— begin —
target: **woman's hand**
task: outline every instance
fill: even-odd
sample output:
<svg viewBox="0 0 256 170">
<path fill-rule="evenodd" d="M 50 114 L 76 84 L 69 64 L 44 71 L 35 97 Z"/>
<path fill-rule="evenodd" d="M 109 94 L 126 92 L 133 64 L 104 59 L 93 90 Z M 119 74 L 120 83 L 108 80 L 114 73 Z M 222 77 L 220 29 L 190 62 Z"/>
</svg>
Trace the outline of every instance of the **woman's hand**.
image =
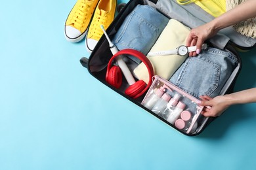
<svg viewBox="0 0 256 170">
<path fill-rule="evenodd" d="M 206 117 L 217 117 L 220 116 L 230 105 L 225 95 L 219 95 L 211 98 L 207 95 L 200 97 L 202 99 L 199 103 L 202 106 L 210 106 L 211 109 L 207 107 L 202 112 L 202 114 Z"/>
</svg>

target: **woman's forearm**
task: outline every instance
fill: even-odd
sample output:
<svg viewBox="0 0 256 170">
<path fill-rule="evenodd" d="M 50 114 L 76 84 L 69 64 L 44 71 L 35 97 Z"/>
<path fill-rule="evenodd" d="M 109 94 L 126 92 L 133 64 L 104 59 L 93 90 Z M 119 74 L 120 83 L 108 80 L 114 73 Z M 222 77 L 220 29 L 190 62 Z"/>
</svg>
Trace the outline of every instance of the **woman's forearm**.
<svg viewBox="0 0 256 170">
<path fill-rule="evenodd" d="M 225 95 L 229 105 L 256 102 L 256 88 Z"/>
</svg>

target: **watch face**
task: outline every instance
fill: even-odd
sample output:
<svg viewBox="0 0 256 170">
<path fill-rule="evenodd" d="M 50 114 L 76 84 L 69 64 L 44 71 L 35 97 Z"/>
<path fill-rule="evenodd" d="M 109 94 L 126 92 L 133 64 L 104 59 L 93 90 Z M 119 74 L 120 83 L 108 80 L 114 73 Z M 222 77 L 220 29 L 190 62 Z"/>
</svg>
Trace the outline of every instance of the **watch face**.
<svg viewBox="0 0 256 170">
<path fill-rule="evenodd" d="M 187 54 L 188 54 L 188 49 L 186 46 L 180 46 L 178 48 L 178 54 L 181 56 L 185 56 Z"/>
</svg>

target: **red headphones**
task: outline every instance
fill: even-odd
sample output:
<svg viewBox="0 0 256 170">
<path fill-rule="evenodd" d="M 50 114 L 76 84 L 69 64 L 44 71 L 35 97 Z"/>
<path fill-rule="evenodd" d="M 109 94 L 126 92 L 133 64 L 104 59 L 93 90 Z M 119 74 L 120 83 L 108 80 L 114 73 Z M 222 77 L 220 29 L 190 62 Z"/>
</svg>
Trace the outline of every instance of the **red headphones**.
— end —
- **Task requirements**: Quote exactly and only the lines from the one holding "target: **red headphones**" through the end of the data.

- **Output of the exercise**:
target: **red headphones**
task: outline every instance
fill: even-odd
sample output:
<svg viewBox="0 0 256 170">
<path fill-rule="evenodd" d="M 50 114 L 76 84 L 69 64 L 44 71 L 35 97 Z"/>
<path fill-rule="evenodd" d="M 109 94 L 126 92 L 133 64 L 104 59 L 93 90 Z M 119 74 L 120 83 L 108 80 L 114 73 Z M 222 77 L 220 29 L 190 62 Z"/>
</svg>
Trace the outline of every instance of the **red headphones**.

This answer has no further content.